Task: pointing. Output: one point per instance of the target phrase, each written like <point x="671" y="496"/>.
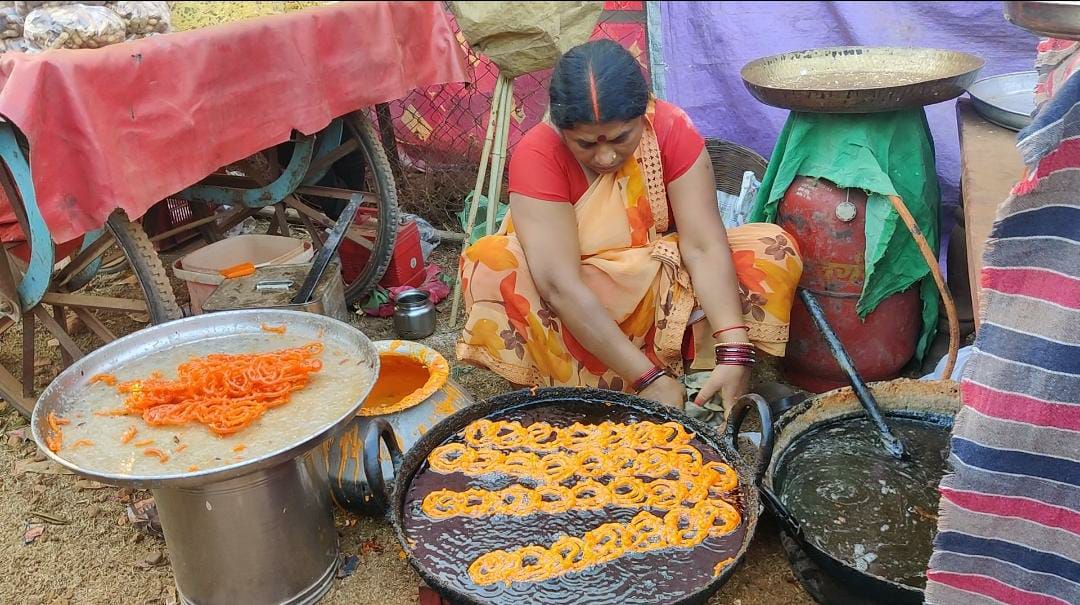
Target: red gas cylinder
<point x="828" y="223"/>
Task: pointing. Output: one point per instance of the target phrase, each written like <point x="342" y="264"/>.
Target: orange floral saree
<point x="636" y="272"/>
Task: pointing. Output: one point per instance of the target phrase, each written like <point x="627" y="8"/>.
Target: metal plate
<point x="535" y="401"/>
<point x="860" y="79"/>
<point x="1007" y="99"/>
<point x="152" y="339"/>
<point x="1052" y="19"/>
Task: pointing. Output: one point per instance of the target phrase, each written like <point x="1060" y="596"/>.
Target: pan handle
<point x="379" y="429"/>
<point x="734" y="422"/>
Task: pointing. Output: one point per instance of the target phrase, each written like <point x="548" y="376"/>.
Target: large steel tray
<point x="860" y="79"/>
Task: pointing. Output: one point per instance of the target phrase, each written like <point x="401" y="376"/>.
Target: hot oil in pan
<point x="447" y="547"/>
<point x="860" y="503"/>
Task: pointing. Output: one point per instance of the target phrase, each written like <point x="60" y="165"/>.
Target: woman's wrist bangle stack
<point x="736" y="353"/>
<point x="649" y="377"/>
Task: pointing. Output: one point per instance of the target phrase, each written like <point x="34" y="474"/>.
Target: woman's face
<point x="604" y="147"/>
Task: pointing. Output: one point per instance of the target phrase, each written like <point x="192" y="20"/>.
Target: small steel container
<point x="414" y="316"/>
<point x="273" y="287"/>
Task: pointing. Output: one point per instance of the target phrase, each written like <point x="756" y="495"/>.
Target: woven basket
<point x="729" y="163"/>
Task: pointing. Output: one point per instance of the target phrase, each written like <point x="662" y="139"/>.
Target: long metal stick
<point x="890" y="441"/>
<point x="499" y="157"/>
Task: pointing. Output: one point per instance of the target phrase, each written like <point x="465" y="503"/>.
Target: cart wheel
<point x="82" y="308"/>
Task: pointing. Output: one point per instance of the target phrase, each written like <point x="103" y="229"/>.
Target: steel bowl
<point x="147" y="341"/>
<point x="860" y="79"/>
<point x="1008" y="99"/>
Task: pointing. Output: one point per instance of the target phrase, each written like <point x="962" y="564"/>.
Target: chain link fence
<point x="440" y="131"/>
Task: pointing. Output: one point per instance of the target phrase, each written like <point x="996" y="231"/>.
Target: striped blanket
<point x="1009" y="529"/>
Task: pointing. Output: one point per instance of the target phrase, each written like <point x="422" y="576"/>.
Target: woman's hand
<point x="729" y="381"/>
<point x="667" y="391"/>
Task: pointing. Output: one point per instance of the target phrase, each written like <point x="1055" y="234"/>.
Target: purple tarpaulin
<point x="706" y="43"/>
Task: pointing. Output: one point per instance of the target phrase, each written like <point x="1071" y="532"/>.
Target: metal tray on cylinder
<point x="1052" y="19"/>
<point x="1007" y="99"/>
<point x="116" y="354"/>
<point x="860" y="79"/>
<point x="258" y="530"/>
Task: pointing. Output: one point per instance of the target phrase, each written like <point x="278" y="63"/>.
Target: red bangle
<point x="649" y="377"/>
<point x="719" y="332"/>
<point x="736" y="353"/>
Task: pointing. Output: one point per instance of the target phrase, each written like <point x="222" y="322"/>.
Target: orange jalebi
<point x="541" y="437"/>
<point x="55" y="438"/>
<point x="226" y="392"/>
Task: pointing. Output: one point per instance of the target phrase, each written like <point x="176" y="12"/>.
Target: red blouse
<point x="544" y="169"/>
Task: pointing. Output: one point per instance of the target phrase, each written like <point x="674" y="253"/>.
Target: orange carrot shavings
<point x="105" y="378"/>
<point x="272" y="328"/>
<point x="226" y="392"/>
<point x="55" y="421"/>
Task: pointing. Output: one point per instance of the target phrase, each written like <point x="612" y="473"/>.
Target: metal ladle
<point x="891" y="442"/>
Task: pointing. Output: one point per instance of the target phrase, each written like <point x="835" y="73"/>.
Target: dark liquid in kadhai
<point x="860" y="503"/>
<point x="446" y="548"/>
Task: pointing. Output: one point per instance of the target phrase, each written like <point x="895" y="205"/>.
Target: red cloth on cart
<point x="126" y="125"/>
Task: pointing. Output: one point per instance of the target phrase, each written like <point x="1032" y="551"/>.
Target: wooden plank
<point x="11" y="390"/>
<point x="354" y="233"/>
<point x="67" y="344"/>
<point x="989" y="167"/>
<point x="193" y="225"/>
<point x="61" y="317"/>
<point x="88" y="301"/>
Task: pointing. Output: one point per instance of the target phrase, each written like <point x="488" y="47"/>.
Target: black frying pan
<point x="748" y="471"/>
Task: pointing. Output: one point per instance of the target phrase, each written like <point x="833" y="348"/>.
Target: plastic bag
<point x="77" y="26"/>
<point x="142" y="18"/>
<point x="11" y="23"/>
<point x="734" y="209"/>
<point x="526" y="37"/>
<point x="429" y="237"/>
<point x="194" y="15"/>
<point x="19" y="45"/>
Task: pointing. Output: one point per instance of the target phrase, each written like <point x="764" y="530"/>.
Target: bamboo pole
<point x="931" y="258"/>
<point x="499" y="157"/>
<point x="481" y="174"/>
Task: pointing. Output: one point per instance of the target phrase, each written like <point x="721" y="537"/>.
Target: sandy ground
<point x="90" y="553"/>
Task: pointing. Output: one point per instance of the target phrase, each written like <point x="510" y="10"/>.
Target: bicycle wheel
<point x="366" y="251"/>
<point x="81" y="309"/>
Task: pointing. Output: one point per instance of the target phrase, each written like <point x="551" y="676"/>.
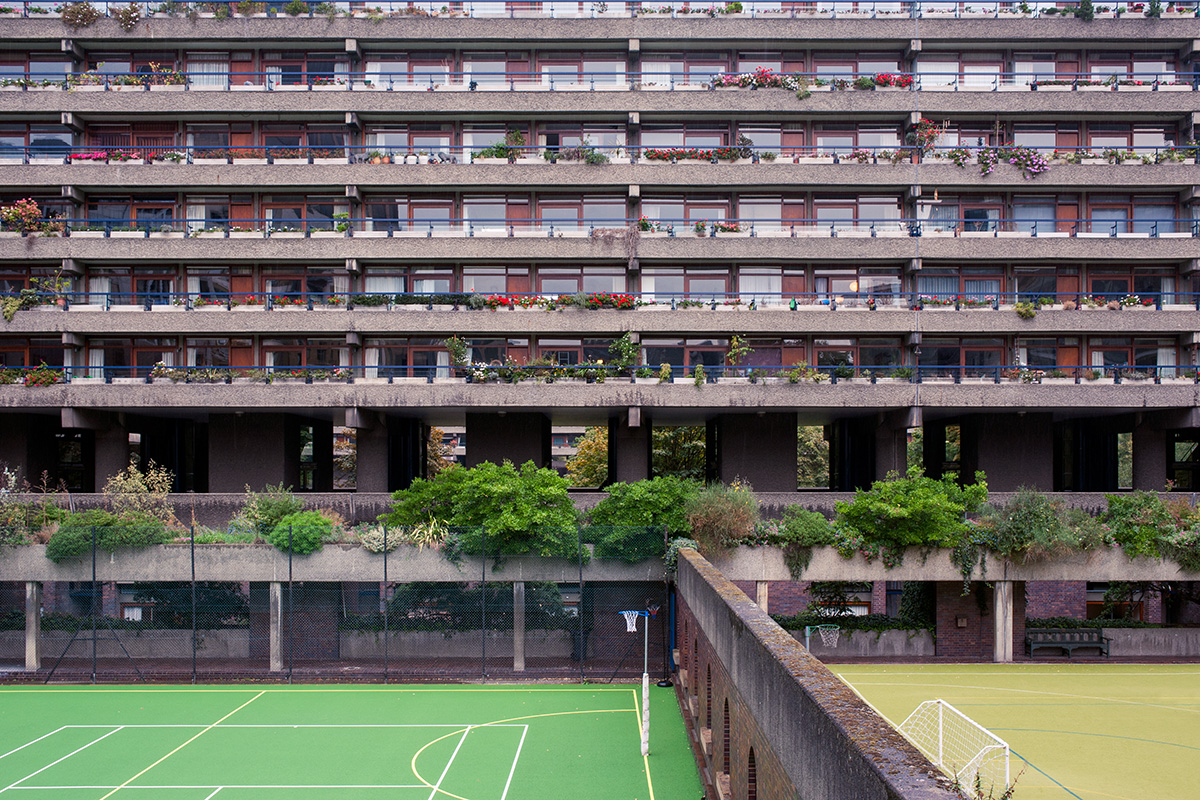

____________

Job: Show every line of the records above that contains the word "steel", matching case exactly.

Correct response:
Target: large steel tray
Target: small steel container
Target: steel bowl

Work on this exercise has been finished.